▶ Work instructions:
Reproduce verbatim the portion of the Coronavirus prediction article below starting with "After Kardashian’s tweet" and going on through "to Browne’s prediction.".

▶ Passage shown:
= Beginning of Section =
By Ishaya Ibrahim
A book titled End of Time – Prophesies and Predictions published in 2008 had almost accurately predicted the outbreak of the Coronavirus twelve years ago.
According to Newsweek, the author, Sylvia Browne, was a repeatedly debunked psychic.
She, however, got the Coronavirus prediction right on page 312 of her book.
Kim Kardashian West tweeted the prediction last week, which has become one of the most widely shared post.
“In around 2020 a severe pneumonia-like illness will spread throughout the globe, attacking the lungs and the bronchial tubes and resisting all known treatments. Almost more baffling than the illness itself will be the fact that it will suddenly vanish as quickly as it arrived, attack again ten years later, and then disappear completely.”
The description Browne provided was accurately that of Coronavirus, and more shockingly is the fact that she got the year right.
After Kardashian’s tweet of the book, its sales has surged in ebook sales on Amazon, climbing the top 10 bestselling Kindle ebooks in both the U.S. and U.K.
The Newsweek has, however, compiled 27 of her previous false predictions even though she appeared to have gotten the Coronavirus right.
Among the false predictions are: The US stock market would not exist by 2020, most upscale homes would have robots by 2015 and that Pope Benedict would be the final pope.
“That’s how to know Satan’s inspired prophesies. They get some right. But the remaining are never accurate. But God’s inspired prophesies can never fail,” a pastor said while reacting to Browne’s prediction.
According to the Newsweek, Browne, who died in 2013 at the age of 77, claimed to have started seeing psychic visions and premonitions at the age of five, but started performing psychic readings professionally in 1974.
The magazine said that in 1986, she started her own church, the Society of Novus Spiritus, which promoted reincarnation and belief in a dual Mother and Father god, alongside more than 20 tenets, including, “We believe that Our Lord was crucified but did not die on the cross and went on to live out His life in France with his mother and Mary Magdalene, his wife.”
= End of Section =
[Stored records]
= Beginning of Section =
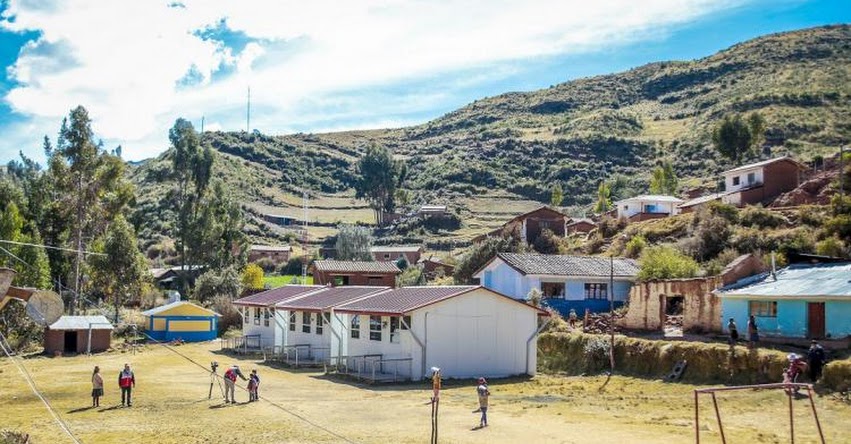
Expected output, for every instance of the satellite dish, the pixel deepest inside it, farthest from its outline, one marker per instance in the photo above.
(45, 307)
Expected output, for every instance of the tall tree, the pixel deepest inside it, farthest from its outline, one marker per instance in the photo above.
(121, 269)
(664, 179)
(736, 137)
(604, 198)
(354, 243)
(378, 177)
(556, 195)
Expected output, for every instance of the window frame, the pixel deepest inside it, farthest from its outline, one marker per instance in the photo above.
= End of Section =
▶ Result for this exercise:
After Kardashian’s tweet of the book, its sales has surged in ebook sales on Amazon, climbing the top 10 bestselling Kindle ebooks in both the U.S. and U.K.
The Newsweek has, however, compiled 27 of her previous false predictions even though she appeared to have gotten the Coronavirus right.
Among the false predictions are: The US stock market would not exist by 2020, most upscale homes would have robots by 2015 and that Pope Benedict would be the final pope.
“That’s how to know Satan’s inspired prophesies. They get some right. But the remaining are never accurate. But God’s inspired prophesies can never fail,” a pastor said while reacting to Browne’s prediction.